■ WORK REQUIRED
Reproduce verbatim the lines from the start of the records through the line containing "positive clicks: (40, 277)", with both included.

___ EXTRACTED RECORDS ___

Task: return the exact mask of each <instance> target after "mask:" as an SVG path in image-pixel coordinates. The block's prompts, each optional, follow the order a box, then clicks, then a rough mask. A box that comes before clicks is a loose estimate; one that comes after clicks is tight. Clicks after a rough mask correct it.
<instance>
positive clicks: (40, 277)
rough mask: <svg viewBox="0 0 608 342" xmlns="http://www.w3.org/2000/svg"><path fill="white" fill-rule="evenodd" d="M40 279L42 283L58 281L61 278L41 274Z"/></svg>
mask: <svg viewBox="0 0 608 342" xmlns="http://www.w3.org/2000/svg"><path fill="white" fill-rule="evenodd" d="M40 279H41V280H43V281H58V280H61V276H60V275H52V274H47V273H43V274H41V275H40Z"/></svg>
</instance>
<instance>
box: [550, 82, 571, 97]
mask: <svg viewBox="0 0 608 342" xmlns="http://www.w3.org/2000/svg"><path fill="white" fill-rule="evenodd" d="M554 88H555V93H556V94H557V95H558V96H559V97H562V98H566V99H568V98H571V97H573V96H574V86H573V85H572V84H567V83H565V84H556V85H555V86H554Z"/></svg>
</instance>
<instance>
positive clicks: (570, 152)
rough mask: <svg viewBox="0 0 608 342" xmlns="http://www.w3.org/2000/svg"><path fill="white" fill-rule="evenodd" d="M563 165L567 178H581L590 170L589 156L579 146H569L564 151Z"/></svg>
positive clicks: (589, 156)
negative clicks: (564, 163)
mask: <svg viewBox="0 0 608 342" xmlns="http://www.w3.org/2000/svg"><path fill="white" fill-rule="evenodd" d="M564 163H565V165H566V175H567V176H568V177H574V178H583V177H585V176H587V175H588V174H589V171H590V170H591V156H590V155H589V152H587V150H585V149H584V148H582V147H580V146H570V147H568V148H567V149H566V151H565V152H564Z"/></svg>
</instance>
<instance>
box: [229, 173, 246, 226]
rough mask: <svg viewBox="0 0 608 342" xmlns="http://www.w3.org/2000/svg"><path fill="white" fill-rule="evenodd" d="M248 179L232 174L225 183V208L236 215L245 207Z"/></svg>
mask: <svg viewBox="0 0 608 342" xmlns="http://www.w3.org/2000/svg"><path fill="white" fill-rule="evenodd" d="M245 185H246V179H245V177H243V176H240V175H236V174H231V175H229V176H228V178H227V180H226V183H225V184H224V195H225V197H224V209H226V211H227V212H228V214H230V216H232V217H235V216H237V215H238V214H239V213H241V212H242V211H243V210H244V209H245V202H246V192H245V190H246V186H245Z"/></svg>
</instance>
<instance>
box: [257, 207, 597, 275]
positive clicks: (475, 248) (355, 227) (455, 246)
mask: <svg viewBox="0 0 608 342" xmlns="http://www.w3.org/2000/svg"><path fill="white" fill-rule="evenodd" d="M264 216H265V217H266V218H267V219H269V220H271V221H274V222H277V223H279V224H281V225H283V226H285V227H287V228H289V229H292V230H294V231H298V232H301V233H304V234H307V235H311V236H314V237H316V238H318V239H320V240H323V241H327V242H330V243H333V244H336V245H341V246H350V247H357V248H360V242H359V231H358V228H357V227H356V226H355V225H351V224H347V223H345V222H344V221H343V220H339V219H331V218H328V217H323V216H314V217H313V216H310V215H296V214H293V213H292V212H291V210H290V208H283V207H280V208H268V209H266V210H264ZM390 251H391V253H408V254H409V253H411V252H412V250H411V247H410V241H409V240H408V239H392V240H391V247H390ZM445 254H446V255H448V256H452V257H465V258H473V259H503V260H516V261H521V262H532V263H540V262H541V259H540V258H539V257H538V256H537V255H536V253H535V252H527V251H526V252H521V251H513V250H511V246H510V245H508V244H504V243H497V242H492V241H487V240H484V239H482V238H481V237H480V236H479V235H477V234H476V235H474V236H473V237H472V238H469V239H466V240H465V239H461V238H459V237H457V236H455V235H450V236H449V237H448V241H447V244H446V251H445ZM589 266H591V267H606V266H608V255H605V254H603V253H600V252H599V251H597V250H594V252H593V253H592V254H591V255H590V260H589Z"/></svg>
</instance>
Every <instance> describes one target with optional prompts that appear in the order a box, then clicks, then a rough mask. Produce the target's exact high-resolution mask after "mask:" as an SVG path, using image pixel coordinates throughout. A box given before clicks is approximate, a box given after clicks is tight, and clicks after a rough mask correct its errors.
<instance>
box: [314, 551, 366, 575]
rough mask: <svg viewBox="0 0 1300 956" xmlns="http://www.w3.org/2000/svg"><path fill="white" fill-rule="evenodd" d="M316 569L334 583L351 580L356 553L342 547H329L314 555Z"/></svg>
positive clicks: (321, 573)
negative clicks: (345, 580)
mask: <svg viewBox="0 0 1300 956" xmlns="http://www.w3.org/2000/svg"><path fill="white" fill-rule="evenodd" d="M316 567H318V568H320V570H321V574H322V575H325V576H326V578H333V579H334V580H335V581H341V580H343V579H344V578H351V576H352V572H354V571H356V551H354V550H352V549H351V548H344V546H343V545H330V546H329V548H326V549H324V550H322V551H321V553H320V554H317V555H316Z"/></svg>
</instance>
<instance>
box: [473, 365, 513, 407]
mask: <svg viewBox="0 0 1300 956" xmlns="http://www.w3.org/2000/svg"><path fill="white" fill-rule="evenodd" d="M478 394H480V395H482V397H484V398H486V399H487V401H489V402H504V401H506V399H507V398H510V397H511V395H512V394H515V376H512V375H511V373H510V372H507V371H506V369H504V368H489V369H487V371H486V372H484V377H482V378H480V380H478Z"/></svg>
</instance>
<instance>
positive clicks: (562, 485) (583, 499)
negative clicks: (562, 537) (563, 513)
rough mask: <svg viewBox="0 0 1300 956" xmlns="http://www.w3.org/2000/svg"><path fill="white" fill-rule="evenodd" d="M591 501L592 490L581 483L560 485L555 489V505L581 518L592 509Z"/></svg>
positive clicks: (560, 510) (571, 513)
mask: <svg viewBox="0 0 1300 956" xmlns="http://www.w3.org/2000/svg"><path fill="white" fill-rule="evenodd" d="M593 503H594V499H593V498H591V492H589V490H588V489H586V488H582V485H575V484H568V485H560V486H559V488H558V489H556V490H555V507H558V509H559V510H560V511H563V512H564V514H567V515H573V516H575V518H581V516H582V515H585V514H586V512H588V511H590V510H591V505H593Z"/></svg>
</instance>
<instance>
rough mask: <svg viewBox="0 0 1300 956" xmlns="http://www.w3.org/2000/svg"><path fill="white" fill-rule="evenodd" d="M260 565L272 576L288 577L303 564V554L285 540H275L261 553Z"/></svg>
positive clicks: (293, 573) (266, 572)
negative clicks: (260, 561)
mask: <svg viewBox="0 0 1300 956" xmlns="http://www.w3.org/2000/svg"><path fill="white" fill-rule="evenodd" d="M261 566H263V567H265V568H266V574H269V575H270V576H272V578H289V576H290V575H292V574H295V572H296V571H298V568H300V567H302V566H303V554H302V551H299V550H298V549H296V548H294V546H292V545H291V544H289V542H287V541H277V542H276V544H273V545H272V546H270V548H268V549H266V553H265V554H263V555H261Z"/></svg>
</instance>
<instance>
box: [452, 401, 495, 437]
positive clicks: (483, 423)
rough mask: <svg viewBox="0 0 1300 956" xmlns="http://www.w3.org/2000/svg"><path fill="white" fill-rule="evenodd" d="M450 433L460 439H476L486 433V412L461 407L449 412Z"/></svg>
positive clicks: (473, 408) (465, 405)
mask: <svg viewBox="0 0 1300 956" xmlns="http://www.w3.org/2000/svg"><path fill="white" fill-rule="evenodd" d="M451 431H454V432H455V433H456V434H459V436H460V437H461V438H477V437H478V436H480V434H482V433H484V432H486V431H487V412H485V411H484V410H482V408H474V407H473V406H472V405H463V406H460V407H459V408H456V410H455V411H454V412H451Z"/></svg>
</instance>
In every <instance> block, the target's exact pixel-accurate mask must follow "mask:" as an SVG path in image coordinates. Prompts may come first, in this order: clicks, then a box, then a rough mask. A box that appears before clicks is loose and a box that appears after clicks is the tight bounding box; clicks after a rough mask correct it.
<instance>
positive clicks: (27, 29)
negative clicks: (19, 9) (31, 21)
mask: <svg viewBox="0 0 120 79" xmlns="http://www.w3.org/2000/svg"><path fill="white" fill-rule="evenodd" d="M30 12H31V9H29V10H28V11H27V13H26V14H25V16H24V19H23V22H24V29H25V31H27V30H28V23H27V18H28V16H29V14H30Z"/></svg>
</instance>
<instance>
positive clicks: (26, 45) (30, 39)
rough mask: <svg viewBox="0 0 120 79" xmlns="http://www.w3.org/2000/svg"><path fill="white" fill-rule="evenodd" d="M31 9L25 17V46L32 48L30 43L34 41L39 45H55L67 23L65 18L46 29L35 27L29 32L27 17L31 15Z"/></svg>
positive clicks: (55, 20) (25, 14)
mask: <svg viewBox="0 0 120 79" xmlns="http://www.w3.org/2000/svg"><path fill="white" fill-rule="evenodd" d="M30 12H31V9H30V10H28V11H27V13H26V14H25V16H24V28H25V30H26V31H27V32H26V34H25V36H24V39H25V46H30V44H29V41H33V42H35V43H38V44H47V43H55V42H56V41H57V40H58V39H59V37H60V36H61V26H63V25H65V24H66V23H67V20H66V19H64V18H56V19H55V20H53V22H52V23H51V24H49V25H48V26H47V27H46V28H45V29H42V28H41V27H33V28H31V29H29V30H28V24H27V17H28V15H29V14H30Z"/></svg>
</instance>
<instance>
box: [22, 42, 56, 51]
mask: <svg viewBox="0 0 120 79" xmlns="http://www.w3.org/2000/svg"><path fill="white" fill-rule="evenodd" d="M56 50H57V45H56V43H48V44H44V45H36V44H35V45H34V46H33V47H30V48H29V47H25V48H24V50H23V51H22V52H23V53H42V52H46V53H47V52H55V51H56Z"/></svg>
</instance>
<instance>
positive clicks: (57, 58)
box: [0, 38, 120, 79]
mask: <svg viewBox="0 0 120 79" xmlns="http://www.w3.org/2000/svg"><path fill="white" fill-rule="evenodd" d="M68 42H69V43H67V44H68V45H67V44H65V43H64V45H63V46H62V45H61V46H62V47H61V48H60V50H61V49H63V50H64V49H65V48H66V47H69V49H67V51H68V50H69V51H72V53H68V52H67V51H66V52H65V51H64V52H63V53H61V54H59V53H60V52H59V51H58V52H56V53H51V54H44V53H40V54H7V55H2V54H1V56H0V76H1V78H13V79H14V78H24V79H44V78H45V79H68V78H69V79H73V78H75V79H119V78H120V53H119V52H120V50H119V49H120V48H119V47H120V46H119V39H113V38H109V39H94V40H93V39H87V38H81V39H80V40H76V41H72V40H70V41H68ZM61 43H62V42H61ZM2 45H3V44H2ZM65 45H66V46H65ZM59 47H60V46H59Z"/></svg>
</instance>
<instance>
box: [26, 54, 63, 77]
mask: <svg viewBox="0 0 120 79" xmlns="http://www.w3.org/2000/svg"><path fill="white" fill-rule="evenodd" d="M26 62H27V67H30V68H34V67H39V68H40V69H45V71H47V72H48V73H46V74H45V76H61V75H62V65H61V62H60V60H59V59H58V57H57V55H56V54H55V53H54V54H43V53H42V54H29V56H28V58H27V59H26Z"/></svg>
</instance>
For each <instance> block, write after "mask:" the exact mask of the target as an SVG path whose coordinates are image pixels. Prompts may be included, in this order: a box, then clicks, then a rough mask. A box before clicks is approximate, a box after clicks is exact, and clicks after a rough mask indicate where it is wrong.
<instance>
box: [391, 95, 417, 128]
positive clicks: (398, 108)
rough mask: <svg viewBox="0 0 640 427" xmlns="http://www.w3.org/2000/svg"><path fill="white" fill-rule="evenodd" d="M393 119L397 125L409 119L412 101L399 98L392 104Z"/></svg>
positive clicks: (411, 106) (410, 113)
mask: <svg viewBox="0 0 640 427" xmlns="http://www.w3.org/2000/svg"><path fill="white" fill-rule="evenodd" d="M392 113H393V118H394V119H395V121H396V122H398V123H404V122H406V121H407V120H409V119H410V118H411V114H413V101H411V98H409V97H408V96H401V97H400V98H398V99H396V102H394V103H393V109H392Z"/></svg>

___

■ SOLUTION TO THIS EXERCISE
Task: return the exact mask of each <instance> target after "mask:" as an SVG path in image-pixel coordinates. The block's prompts, each optional, follow the order a box, then clicks, then a rough mask. A box that comes before clicks is a loose estimate; one that comes after clicks is tight. Clicks after a rough mask correct it.
<instance>
positive clicks: (40, 277)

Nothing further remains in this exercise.